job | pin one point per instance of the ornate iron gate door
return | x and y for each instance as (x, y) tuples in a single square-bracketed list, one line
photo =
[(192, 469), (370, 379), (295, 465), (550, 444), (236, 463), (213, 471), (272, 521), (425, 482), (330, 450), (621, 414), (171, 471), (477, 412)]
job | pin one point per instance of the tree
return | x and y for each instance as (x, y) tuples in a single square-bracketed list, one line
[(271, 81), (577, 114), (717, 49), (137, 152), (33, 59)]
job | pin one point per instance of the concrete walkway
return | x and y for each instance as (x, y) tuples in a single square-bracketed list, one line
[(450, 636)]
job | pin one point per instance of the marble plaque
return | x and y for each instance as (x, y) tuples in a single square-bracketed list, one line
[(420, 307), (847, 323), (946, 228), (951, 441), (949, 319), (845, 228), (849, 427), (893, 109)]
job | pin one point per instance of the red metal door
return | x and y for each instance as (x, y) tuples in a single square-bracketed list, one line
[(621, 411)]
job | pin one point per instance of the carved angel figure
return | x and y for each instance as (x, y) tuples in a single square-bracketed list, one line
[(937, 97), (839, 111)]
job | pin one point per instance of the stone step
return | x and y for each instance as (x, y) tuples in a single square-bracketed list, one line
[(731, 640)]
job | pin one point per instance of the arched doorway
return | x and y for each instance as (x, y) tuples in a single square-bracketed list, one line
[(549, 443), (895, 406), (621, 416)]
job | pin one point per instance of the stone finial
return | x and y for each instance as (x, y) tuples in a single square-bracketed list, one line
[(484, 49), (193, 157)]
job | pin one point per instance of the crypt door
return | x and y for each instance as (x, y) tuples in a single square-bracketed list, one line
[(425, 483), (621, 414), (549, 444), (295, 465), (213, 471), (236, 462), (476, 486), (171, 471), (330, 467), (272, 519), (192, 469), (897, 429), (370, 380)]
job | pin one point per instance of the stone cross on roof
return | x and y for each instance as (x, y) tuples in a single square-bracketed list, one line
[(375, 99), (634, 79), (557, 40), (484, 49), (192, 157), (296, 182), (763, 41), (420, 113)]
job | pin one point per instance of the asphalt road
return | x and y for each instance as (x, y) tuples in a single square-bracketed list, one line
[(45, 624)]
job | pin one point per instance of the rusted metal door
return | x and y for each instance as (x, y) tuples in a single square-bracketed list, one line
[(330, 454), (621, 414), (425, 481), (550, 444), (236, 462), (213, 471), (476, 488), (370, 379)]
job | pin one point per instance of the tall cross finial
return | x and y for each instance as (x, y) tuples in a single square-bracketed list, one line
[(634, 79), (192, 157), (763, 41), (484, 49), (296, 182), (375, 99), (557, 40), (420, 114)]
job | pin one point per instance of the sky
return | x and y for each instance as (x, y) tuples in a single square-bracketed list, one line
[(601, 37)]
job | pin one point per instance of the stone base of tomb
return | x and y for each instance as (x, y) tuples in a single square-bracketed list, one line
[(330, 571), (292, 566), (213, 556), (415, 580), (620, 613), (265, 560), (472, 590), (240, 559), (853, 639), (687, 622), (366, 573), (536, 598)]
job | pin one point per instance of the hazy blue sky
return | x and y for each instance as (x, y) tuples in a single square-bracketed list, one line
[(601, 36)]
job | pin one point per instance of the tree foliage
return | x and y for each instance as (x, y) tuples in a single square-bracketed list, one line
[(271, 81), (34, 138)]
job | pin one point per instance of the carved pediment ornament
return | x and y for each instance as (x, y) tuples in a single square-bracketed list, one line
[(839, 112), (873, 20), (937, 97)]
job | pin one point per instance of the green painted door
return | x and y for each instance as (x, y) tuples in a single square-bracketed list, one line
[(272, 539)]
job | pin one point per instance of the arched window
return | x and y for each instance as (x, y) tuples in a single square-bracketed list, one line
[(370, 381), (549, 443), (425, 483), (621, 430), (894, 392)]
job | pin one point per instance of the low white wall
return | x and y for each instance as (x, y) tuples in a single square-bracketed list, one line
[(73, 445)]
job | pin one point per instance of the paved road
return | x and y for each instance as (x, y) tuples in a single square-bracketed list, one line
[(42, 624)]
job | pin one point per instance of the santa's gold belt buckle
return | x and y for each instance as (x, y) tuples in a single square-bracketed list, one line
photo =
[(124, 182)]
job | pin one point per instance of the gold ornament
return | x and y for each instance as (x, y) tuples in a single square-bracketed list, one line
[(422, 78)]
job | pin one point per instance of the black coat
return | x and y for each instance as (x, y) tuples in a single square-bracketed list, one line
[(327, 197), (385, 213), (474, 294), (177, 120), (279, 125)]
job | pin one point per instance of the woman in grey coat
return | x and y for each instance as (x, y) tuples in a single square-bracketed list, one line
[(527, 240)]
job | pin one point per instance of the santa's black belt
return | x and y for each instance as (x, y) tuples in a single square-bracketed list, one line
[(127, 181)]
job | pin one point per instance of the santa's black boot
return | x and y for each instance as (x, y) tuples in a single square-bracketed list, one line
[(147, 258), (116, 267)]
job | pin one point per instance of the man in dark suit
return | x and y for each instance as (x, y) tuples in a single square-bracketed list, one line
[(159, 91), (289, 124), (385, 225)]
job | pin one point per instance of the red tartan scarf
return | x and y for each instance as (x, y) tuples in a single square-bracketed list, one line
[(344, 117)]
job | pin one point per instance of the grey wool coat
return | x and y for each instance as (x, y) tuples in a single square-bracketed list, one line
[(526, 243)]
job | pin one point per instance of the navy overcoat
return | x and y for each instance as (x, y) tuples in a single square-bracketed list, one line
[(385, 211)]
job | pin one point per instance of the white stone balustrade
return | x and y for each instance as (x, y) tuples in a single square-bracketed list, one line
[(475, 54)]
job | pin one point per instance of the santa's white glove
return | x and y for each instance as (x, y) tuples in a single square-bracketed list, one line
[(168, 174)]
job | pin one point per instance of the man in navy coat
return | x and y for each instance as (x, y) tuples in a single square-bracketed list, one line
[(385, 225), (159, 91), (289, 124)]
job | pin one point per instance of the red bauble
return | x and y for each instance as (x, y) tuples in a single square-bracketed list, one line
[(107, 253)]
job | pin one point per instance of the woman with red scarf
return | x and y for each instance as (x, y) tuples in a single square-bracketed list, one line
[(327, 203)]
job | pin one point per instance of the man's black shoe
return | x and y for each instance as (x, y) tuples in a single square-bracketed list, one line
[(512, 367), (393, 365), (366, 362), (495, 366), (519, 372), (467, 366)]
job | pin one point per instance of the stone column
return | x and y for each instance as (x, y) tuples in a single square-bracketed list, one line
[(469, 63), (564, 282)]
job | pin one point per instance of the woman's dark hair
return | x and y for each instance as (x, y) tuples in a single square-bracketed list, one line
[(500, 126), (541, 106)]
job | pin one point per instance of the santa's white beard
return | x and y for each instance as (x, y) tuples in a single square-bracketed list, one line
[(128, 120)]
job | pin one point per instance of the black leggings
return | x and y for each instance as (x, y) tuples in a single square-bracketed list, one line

--------------------

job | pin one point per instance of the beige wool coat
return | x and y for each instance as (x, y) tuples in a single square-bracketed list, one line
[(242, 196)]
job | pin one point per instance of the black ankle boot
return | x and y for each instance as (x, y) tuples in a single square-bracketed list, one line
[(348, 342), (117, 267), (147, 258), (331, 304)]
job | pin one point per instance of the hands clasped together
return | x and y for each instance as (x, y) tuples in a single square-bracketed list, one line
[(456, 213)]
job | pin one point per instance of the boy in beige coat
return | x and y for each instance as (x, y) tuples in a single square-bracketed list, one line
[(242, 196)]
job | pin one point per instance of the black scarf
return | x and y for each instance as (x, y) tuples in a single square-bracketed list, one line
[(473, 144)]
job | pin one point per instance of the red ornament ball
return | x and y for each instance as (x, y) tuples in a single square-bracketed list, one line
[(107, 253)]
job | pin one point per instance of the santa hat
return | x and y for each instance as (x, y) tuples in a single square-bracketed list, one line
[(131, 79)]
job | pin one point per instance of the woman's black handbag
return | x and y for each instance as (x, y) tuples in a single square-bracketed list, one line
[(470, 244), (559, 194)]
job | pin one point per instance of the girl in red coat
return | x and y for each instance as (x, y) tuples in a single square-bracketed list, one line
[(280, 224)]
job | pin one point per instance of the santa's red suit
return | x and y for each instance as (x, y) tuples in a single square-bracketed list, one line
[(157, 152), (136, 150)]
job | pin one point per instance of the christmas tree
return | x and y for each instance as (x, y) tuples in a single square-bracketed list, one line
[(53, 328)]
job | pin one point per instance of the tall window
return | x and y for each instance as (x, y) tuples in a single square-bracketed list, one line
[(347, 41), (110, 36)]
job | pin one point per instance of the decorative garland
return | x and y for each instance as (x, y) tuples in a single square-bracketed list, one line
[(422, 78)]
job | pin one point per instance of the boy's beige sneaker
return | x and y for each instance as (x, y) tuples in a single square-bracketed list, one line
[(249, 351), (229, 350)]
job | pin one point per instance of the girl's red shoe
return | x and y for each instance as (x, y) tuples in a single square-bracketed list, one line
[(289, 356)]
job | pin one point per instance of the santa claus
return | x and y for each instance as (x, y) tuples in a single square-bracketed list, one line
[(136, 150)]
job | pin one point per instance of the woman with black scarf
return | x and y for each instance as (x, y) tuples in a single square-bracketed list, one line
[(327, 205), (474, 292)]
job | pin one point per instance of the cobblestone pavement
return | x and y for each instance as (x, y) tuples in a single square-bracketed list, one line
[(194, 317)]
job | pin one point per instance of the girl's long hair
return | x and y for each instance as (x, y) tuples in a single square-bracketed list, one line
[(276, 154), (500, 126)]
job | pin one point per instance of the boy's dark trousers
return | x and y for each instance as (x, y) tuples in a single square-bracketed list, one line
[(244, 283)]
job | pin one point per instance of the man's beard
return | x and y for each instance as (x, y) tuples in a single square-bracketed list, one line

--------------------

### Task brief
Look through the listing above and copy each line with the word "white" in it.

### Response
job | pin one point per instance of the low white wall
job | pin one point per instance of the white stone balustrade
job | pin one point per instance of the santa's white glove
job | pin one point per instance of the santa's white beard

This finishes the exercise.